* **What is required**: Copy the rows word for word, beginning at the first line and stopping after the line that contains "0;345;68;367".

[Annotated coordinate rows]
## Begin
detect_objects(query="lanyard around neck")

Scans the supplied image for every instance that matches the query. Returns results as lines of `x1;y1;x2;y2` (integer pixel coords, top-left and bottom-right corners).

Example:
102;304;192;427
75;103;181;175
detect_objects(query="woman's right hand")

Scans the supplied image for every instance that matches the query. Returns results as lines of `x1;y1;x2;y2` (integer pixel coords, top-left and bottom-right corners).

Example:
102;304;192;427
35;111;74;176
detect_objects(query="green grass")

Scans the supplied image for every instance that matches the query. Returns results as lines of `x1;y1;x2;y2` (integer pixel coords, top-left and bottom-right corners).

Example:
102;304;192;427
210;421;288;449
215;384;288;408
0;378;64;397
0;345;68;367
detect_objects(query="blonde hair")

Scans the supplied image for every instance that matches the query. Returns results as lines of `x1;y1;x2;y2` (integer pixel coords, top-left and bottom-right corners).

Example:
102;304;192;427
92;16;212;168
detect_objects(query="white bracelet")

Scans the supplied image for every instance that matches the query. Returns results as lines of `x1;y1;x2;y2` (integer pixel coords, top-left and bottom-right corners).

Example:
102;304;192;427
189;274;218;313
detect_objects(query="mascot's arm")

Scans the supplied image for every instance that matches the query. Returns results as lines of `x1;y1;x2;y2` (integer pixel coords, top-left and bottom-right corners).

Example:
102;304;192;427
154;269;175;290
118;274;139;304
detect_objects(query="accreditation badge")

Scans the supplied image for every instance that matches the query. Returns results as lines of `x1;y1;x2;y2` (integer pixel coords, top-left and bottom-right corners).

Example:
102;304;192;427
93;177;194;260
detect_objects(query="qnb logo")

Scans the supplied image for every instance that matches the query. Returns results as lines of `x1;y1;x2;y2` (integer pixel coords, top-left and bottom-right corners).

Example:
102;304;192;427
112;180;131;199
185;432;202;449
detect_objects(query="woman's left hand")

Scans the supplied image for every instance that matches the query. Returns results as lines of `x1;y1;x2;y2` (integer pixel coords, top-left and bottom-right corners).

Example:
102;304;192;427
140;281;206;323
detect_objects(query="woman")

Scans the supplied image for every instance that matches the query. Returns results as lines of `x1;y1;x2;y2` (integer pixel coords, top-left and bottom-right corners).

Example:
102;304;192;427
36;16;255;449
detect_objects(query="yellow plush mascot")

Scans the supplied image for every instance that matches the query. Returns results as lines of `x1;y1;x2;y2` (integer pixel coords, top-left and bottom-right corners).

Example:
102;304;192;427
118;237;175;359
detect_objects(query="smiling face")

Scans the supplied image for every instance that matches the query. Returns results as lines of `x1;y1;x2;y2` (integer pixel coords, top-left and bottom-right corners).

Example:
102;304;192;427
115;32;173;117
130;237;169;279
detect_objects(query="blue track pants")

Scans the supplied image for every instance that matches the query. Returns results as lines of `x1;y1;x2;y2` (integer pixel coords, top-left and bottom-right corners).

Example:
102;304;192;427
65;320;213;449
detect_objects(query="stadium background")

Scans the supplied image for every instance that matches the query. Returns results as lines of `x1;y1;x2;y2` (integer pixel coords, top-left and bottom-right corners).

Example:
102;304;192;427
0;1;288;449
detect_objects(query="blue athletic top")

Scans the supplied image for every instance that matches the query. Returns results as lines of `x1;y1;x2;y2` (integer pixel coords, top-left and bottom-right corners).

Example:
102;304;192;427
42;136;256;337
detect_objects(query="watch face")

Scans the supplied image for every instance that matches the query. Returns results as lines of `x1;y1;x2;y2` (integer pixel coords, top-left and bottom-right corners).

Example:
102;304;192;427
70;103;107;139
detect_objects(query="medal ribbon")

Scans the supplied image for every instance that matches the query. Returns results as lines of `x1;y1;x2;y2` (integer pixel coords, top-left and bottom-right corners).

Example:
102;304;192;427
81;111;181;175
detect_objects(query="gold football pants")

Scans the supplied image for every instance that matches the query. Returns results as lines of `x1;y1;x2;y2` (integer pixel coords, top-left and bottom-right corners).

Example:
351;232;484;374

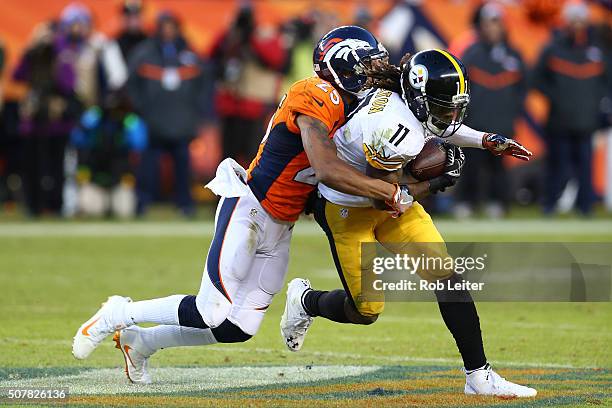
315;198;452;316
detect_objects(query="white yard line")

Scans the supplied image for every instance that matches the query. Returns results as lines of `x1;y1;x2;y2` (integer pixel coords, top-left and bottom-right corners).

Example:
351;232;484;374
0;337;601;369
0;219;612;238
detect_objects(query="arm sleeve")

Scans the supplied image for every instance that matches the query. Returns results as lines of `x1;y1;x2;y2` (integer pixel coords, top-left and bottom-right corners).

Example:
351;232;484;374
285;81;344;133
446;125;485;149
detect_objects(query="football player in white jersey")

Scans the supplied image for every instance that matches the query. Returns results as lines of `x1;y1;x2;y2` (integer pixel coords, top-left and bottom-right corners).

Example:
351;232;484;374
281;50;537;397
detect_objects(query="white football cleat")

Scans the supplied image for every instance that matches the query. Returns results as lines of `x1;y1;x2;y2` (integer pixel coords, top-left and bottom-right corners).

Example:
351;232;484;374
72;296;132;360
113;326;153;384
465;363;538;398
281;278;314;351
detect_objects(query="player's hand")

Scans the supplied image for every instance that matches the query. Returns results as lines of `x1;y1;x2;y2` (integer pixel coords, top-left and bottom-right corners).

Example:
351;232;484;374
482;133;532;161
387;184;414;218
429;143;465;194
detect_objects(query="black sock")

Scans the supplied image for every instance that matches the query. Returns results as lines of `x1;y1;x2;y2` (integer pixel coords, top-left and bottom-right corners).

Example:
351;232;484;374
436;277;487;370
302;289;351;323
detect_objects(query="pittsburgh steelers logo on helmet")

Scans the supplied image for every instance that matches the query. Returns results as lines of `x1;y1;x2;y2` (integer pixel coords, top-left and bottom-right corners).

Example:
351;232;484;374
408;64;429;89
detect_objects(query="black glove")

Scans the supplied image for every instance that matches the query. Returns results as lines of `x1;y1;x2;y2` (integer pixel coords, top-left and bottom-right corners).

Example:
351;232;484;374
429;143;465;194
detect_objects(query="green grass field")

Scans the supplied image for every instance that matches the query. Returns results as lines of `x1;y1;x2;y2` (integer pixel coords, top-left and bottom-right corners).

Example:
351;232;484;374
0;220;612;407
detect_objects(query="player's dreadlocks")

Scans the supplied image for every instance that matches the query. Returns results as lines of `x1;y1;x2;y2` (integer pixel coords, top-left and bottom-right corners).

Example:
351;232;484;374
365;54;411;95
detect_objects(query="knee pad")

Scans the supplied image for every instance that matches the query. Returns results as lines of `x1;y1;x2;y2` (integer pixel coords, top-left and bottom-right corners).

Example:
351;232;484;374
210;319;253;343
344;298;378;326
435;273;474;303
178;295;208;329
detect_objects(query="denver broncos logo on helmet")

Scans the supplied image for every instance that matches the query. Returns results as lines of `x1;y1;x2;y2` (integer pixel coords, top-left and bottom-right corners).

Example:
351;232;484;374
313;26;388;94
316;37;342;62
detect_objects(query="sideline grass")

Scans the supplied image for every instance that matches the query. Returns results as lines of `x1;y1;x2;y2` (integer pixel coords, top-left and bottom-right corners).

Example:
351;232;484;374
0;220;612;406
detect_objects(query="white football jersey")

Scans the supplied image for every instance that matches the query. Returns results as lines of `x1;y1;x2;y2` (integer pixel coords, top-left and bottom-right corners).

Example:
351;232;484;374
319;89;425;207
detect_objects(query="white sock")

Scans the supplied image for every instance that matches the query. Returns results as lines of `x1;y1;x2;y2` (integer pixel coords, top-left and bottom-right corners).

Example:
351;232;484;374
120;295;187;326
139;325;217;354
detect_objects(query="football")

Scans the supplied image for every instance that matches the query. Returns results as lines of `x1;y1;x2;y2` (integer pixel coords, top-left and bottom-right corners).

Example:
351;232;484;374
407;136;446;181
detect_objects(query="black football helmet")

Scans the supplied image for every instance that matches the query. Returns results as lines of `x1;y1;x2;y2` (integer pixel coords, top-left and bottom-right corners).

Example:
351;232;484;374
312;26;389;94
401;49;470;137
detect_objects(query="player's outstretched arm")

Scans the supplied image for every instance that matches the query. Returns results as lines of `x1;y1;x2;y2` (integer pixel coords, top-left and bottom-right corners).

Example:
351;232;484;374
446;125;531;161
296;115;408;214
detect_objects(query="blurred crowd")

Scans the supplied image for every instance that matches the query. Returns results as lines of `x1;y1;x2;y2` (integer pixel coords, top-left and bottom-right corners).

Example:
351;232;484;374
0;0;612;217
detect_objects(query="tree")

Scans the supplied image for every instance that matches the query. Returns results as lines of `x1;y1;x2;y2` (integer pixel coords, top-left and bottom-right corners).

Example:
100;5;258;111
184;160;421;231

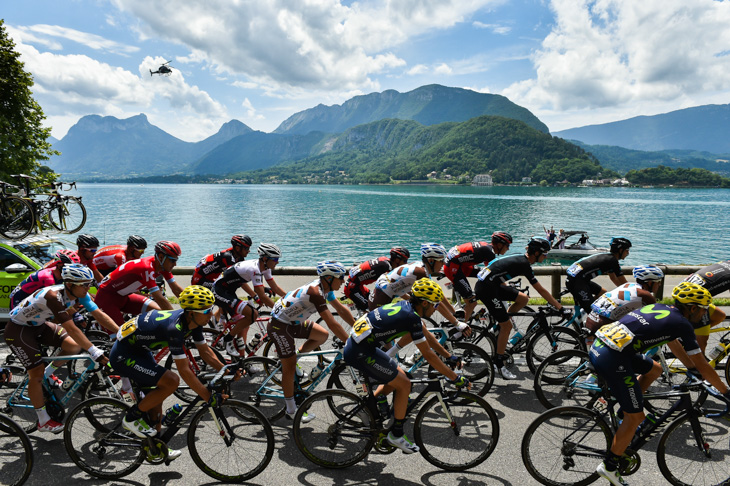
## End
* **Reply**:
detect_objects(query="lanyard around neck")

Scans the supplied image for every instance that matches the query. Returns results as lines of `x1;y1;x2;y2` (integer pixel coords, top-left and bottom-right corners).

Example:
102;304;192;427
75;103;181;175
detect_objects(query="woman's right hand")

Scans the supplied image for every instance that matches the query. Returns results as lines of `x1;y1;x2;y2` (integer pixel coords, top-left and bottom-right corners).

Example:
102;304;192;427
35;111;74;176
detect_objects(query="green grass")

Scans the supplied image for every instance that matches the query. Returns results as lines of `x1;y1;x2;y2` (integer pixel coords, top-left and bottom-right corners).

Example:
102;304;192;427
210;421;288;449
215;384;288;408
0;378;64;397
0;345;68;367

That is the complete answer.